Records from a data source
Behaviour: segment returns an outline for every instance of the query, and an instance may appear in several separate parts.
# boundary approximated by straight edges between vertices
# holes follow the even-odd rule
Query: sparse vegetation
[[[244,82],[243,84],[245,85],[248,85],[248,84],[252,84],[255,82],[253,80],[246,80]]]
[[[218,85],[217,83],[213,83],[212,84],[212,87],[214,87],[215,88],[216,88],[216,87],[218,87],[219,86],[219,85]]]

Task statement. Recast the lines of these records as a JSON list of strings, one string per line, omitting any blank lines.

Task result.
[
  "Behaviour: segment returns an outline for every instance of the query, and an instance may appear in several separate parts.",
  "# boundary approximated by straight edges between vertices",
  "# holes follow the even-odd rule",
  "Query: sparse vegetation",
  "[[[244,82],[243,84],[245,85],[248,85],[248,84],[252,84],[255,82],[253,80],[246,80]]]",
  "[[[218,85],[217,83],[213,83],[212,84],[212,87],[214,87],[215,88],[216,88],[216,87],[218,87],[219,86],[219,85]]]"
]